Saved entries
*-*-*

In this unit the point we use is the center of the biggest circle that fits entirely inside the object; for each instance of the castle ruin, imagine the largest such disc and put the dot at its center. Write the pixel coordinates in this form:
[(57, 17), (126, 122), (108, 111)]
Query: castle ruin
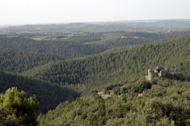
[(156, 72)]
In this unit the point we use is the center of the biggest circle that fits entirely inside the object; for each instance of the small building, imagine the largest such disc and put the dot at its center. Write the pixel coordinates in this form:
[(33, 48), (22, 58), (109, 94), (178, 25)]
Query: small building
[(156, 72)]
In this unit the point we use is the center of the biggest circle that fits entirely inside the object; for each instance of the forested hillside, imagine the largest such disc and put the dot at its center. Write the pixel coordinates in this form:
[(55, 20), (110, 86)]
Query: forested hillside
[(48, 95), (119, 66), (137, 103), (165, 102), (18, 61), (70, 45)]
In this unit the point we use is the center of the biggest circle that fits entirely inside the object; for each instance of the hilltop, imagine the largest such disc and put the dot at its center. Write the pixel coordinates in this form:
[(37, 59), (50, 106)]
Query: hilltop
[(116, 66)]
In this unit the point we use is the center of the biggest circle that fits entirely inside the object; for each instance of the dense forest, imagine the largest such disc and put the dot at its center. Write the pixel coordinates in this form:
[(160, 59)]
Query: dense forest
[(117, 66), (94, 74)]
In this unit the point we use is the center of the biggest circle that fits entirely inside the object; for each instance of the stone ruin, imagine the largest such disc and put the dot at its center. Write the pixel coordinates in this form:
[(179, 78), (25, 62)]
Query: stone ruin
[(157, 72)]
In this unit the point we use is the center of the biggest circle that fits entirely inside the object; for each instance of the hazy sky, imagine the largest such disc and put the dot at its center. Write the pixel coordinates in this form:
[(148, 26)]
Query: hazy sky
[(64, 11)]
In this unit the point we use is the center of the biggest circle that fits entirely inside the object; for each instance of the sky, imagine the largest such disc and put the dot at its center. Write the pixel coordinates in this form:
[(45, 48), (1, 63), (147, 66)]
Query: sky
[(67, 11)]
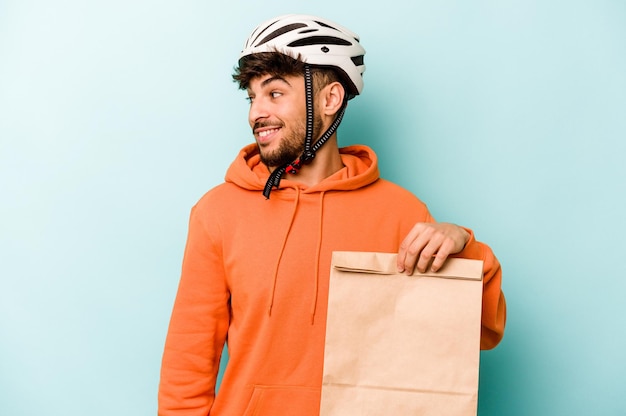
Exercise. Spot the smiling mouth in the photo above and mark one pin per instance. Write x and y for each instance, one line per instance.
(266, 133)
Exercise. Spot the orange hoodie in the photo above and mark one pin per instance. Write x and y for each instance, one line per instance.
(255, 272)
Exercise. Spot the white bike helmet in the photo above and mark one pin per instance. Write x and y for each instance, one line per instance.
(316, 40)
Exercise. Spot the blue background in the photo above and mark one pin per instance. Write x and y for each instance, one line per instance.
(508, 117)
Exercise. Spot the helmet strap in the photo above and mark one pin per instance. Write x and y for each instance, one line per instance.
(309, 149)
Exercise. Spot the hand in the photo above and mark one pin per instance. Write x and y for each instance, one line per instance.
(430, 242)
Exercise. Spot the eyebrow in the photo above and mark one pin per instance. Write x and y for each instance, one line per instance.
(272, 79)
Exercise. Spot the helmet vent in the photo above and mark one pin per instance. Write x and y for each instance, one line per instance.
(281, 31)
(358, 60)
(320, 40)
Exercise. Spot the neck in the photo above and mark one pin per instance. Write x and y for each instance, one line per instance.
(327, 161)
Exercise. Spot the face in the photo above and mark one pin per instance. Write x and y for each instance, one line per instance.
(278, 118)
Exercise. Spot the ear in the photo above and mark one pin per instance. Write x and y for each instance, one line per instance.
(332, 98)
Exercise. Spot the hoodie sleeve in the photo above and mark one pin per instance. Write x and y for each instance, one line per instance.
(494, 304)
(197, 329)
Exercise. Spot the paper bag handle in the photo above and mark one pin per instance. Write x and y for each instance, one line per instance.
(385, 263)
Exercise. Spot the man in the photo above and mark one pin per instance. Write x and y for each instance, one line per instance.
(257, 261)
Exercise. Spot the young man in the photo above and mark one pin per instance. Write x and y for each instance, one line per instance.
(257, 262)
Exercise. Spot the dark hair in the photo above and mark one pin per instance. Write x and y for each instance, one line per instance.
(276, 63)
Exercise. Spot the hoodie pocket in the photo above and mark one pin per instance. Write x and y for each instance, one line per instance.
(284, 401)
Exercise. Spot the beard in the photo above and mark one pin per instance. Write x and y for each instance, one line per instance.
(291, 146)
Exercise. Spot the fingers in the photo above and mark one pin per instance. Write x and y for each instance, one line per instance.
(428, 245)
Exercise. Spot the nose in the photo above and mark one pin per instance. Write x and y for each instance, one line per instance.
(258, 111)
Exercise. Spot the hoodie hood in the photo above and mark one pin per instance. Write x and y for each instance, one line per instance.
(360, 169)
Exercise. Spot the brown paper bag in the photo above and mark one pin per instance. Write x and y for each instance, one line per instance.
(401, 345)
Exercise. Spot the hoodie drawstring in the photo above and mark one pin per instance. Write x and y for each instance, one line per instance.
(317, 258)
(318, 251)
(282, 249)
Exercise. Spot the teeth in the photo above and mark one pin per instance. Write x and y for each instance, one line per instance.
(267, 132)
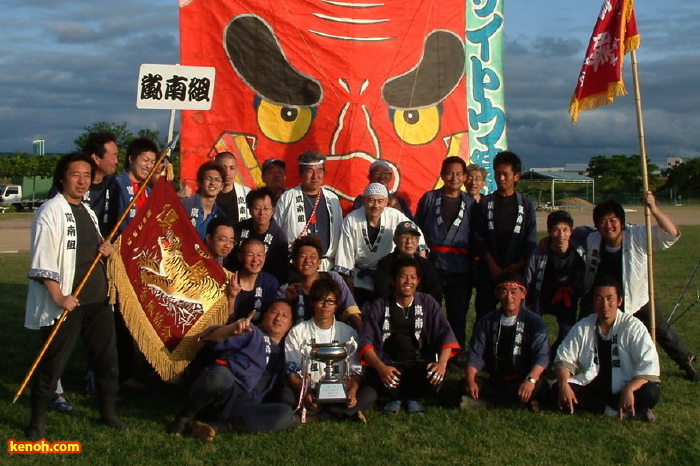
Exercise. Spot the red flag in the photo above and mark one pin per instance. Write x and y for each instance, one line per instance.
(358, 81)
(169, 288)
(614, 34)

*-*-*

**WHAT TO DO:**
Could you output the full set of entries exactly, skipping every picture?

**RESPONSE TO THIS EXERCISE:**
In this unit the point we use is the center of the biggest circle that fits entirely inside the object; for each instance of the castle ruin, imagine the largest such disc and put the dot at its center. Write the pixel coordinates in this form:
[(57, 17), (126, 122), (108, 111)]
Query: castle ruin
[(156, 72)]
In this unit the point we use is the center of the biggest circle that fits entirely inside the object; for each instance of the small building, imagine the largest such disc and put the dot at its center. Write the pixel coordinates in this form:
[(33, 48), (22, 58), (109, 94), (178, 25)]
Query: small building
[(156, 72)]
In this unit the point we use is the center of the biggest circle that fits entirely inside the object; for each instance of the forested hillside, imagine the largest such disc and put the dot at its center. Write the pixel coordinates in this form:
[(55, 20), (110, 86)]
Query: forested hillside
[(48, 95), (119, 66), (137, 103), (165, 102), (18, 61), (70, 45)]
In this unit the point we use is the center of the biggest circle that fits entirely inside the object; for each instance of the hilltop, imagine the largest such disc and put the dot at its center. Write the pixel coordinates in this form:
[(37, 59), (50, 106)]
Query: hilltop
[(116, 66)]
In this unit the point we use is the center of the biggest circle that fits entirely inside the object; for each instance of the dense forest, imagine the largest such disc and put the dot at its center. Write the pixel coordinates in this form:
[(160, 59)]
Query: dense forest
[(117, 66), (94, 74)]
In this unit the point we use is the center of the biggest circle that fits entirely inside the object; for each instance of the stone ruin, imagine the largest such disc and put the dot at its center. Write the pixel coordinates in this form:
[(179, 78), (25, 62)]
Query: stone ruin
[(157, 72)]
In this unit the point we use is the center of the biggest circle that fits entirely inside the object; for each instance of the hazy sky, imagine the largest such disc and put the dot at its center. Write the pixel coordinates in this form:
[(148, 26)]
Query: hazy sky
[(64, 11)]
In this unit the point we use is the center of the biggest circle that fits entirely inside the object; for each instance of the sky, imagine the largest such disc and put the dot at its center. Write the pixel coordinates in this form:
[(45, 48), (1, 63), (147, 66)]
Query: sky
[(67, 11)]
Exercise. Spot the smiling mouth in the photo above and mark one pin per instance. Write x and y for each instance, one line per instance.
(266, 133)
Exercise. Spot the orange hoodie in the photo above and mark one pin per instance. Write x and y for each instance, one line per instance.
(255, 272)
Exercise. Spot the white bike helmet in the photo above and mark one pin per instance. Write x and y for each instance, one line per instance.
(316, 40)
Exercise. Spot the blue background in the photo above and mark one pin per instance. Write x and y for each instance, one line per instance.
(508, 117)
Exercise. Spot the helmet strap in the photo above and mark one pin per instance. Write x and y for each instance, one line per instance.
(309, 149)
Exercise. Spot the hand in the photo above and mark one pin per instance. Write x and y for each instance, one line per instance.
(430, 242)
Exercise. Spot the eyebrow in the photo above and mark one pin per instance. Write x and y for each instance, one line per instance.
(272, 79)
Exercise. Spot the helmet vent in the photo above and mark one pin per instance. Write x and y for each instance, one line per instance.
(281, 31)
(358, 60)
(320, 40)
Exercise. Spot the neck in the photo above and mark one pin per instance. Write x and y for each instance, one line per instance.
(327, 161)
Exercise. Spot the face in the photo above and mark one pin per instance. Write x and y for each instance, one line per instance.
(278, 118)
Exercise. Spot the ear in the photo above and mark one pin per instance. Write x and y for each instance, one line per instance.
(332, 98)
Exercise. Spot the hoodie sleeve in the photo above and mark one pin per instance. Write x and y for each instance, one line per instance.
(494, 304)
(197, 329)
Exercise. Spot the paper bag handle in the photo above and mark one pin per instance. Write x and y for each instance, one line per instance.
(385, 263)
Exercise. Spot the man in the photo above and mark one pin per instance. Write x and y for each instance, one line per instance.
(257, 261)
Exercise. Spot the young man in the photo above and mark one pin per instance. Write x and y for each instance, one line per instance.
(257, 262)
Exercise. Spot the dark hair in the photo above and mark one pin per instance. Write x and y for each instance, one line per instance.
(276, 63)
Exercise. Spot the hoodie pocket in the photo above and mark one pin per instance. Write x and y for each instance, one line per instance.
(284, 401)
Exercise. Spot the beard in the photo above and mark one pin per instance. Write x and y for each instance, one line per instance.
(291, 146)
Exercise. Spot the fingers in the photo above and mark one pin per instance. Write x and y for each instance, one line per instance.
(428, 245)
Exercise. Spot the nose in the photo above and mark one pin per instance. Write x and y for each instance, one line per instance.
(258, 111)
Exercise. Spot the hoodie hood in the photo above and mark one pin per instance. Write x and y for each instance, one line per instance.
(360, 169)
Exercise. Spot the brown paper bag in the photo above and mark one pin per instance. Write x and y for each instance, one line per instance.
(401, 345)
Exercise. Spot the hoodie drawstring in the photo above and mark one pin per instance. Write x and y for each instance, one line per instance.
(317, 258)
(318, 251)
(282, 249)
Exercise. Spot the teeth in the photo above and mark one pin per instance. Write x and y for each instance, one line per instance.
(267, 132)
Exercise. Spot the red flag in the photo above and mark one pin per instance. Write x and y for each instance, one line per instance.
(358, 81)
(169, 288)
(614, 34)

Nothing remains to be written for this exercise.